Set task 1:
Decide whether each statement below agrees with the earnings call excerpt, and answer yes or no with the words of the excerpt that settle it. (a) Turnover is about where it was in 2019. (b) The repaint market makes only a small contribution from a profit standpoint. (c) The question on labor and wage inflation comes from John McNulty with BMO Capital Markets.
Set task 2:
Report every line of the records that contains the string "grassy".

Document section:
▬▬▬

And Mike, I would just add to that. It's a similar -- we believe it's a similar environment that we found ourselves in 2008 and '09, where we continue to add stores, continue to invest in new products, continue to invest in new sales reps in the 3, 5 and 10-year compounded average growth rate of our North America paint stores was high single-digit average, which we believe was a multiple of the market growth.

Operator

operator
#30

[Operator Instructions] Our next question today comes from the line of John McNulty with BMO Capital Markets.

John McNulty

analyst
#31

So a question regarding labor and wage inflation. I guess can you help us to understand how it may impact both your stores business but also your end customer, especially when we think about the repaint market?

John Morikis

executive
#32

Yes, why don't I start with that, and I'll toss it to Heidi. I'd say, first, as it remains -- report some labor, our turnover remains in low single digit -- or in single digits, as we talked about during the presentation there. So we feel really excited about the ability that we've had to recruit and retain talent. And we think that, that's a big function of the culture that we have. And I'd say that it's really important tribute to the leadership at this table here with me, whom I think have been doing a wonderful job for many years. And so when you first look at turnover, it's about where we were in 2019. And we expect that it will continue to be something that we are proud of. And partially because when you think about our model, when you think that we're out bringing solutions to customers, recruiting this talent and retaining them is an important part of that relationship that we built. But I'd also say that, that culture is something that we work very hard at. And when you ask specifically about stores, maybe Heidi, you can just take a second, talk a little bit about some of those key drivers that we use to help retain those customers, everything from progression through positions as well as those things that we do to really help from a career pattern.

Heidi Petz

executive
#33

Yes, you bet. Thanks for the question, John. I think we talk a lot about some of the early indicators that Jim Jaye referred to in the prepared remarks around the strength of the repaint market in general. And so I think understanding that, that pipeline is robust and certainly understanding that, I think to John's comment, understanding where the cost of paint is relative to the overall cost of that job. The ability for these contractors to pass that along, we're feeling more and more confident there. I do think that when you look at, kind of, the store side, making sure that we're continuing to -- we talk a lot about our discipline in our segment this repaint market is certainly critical to us. It's a big contribution from a profit standpoint, as you know. So making sure that we're continuing to train, make sure that our teams are well versed on tools that these contractors are needing, especially in this current environment, I would say, is at all-time high right now.

▬▬▬

Record extracts:
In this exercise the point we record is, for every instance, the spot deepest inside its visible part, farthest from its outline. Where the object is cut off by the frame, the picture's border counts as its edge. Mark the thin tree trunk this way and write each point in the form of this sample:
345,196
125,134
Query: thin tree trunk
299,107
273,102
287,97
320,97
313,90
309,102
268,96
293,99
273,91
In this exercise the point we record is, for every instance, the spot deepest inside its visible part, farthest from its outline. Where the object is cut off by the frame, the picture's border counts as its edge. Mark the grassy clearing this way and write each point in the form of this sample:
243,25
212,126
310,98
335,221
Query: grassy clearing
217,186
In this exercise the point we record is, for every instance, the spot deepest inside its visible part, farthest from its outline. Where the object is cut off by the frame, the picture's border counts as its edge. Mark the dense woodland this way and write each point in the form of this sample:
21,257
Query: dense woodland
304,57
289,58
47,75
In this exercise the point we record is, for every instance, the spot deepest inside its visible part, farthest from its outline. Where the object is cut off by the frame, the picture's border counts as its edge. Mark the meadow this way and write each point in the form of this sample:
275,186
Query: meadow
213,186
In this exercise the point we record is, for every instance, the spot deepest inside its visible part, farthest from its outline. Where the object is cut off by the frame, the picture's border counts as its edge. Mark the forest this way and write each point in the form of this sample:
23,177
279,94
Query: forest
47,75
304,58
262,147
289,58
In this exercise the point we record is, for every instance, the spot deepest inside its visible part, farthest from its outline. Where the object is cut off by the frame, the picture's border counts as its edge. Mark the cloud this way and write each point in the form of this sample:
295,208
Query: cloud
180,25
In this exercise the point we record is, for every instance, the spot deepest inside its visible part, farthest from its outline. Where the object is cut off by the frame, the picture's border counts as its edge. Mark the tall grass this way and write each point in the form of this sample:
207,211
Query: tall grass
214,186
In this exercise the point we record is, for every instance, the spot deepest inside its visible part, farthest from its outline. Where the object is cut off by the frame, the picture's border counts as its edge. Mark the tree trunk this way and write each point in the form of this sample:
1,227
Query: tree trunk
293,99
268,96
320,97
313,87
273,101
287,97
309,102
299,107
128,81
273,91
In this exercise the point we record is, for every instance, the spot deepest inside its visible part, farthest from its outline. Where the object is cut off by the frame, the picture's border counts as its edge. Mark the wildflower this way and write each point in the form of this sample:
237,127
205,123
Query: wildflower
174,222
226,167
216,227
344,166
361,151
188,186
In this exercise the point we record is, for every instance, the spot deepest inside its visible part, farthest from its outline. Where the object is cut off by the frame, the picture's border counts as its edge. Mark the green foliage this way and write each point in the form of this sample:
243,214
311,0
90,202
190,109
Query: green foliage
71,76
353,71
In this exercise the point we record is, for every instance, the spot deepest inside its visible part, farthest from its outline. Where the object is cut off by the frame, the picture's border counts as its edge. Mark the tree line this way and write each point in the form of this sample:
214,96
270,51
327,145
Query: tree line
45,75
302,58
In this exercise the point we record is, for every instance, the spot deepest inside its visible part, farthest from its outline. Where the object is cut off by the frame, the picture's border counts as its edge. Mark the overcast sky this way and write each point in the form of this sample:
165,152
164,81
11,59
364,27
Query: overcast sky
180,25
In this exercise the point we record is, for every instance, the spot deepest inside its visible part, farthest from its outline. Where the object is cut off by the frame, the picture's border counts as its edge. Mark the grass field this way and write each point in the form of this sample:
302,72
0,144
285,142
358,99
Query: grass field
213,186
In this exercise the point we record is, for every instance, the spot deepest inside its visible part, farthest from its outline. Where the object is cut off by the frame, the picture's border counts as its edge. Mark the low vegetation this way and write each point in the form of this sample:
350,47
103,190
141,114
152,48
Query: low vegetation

▬▬▬

Correct response 1:
(a) Yes: "when you first look at turnover, it's about where we were in 2019."
(b) No: "It's a big contribution from a profit standpoint, as you know."
(c) Yes: "Our next question today comes from the line of John McNulty with BMO Capital Markets."

Correct response 2:
In this exercise the point we record is, for every instance, the spot deepest inside its visible part, farthest from its outline. Where the object is cut off by the frame, the picture's border counts as its edge. Mark the grassy clearing this way and write each point in the form of this sample:
Query: grassy clearing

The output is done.